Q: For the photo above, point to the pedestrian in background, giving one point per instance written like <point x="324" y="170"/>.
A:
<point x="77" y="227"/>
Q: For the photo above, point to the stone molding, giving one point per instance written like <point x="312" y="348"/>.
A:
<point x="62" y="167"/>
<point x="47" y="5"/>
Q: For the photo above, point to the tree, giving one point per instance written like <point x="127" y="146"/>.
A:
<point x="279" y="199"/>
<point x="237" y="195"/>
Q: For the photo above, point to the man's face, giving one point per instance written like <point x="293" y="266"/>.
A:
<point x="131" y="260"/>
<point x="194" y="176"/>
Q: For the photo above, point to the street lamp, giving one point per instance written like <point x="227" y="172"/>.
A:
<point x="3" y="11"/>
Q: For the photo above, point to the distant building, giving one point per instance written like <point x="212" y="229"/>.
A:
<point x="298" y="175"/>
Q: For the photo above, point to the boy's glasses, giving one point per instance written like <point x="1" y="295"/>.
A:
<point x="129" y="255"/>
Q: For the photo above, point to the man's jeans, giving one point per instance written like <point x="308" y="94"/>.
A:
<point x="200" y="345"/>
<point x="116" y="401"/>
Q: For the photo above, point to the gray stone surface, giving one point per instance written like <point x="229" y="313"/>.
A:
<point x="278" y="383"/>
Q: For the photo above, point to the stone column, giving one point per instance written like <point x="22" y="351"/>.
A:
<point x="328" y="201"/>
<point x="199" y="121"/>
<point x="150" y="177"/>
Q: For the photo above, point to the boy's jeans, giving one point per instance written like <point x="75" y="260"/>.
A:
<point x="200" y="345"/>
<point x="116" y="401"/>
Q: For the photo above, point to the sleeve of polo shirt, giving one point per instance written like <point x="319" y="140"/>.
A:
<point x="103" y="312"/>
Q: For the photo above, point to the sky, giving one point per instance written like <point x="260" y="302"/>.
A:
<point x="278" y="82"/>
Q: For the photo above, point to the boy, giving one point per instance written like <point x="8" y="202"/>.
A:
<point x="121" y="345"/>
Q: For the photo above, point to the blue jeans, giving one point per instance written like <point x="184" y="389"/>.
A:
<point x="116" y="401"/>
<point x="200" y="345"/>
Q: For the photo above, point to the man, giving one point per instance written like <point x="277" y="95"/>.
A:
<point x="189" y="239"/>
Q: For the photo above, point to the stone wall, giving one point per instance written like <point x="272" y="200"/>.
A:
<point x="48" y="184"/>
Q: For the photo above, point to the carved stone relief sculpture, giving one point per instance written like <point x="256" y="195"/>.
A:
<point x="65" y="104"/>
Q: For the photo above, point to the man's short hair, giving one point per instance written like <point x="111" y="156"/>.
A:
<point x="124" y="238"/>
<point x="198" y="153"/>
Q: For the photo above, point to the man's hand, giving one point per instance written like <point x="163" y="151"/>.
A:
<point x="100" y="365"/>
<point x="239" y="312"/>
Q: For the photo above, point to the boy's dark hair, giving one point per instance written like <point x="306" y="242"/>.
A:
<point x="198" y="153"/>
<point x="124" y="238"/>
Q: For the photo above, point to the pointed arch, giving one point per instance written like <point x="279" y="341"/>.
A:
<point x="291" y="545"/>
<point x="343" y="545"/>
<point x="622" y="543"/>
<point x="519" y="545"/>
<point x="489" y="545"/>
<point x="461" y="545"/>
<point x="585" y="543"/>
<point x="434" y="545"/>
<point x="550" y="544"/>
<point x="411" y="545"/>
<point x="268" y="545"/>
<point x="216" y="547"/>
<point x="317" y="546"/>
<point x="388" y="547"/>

:::::

What is needed is each line of the entries that contains the word "hair".

Q: For the photo above, point to the man's short hair, giving one point per instance written like <point x="111" y="156"/>.
Q: For the photo above, point to the boy's dark hair, giving one point per instance written like <point x="306" y="242"/>.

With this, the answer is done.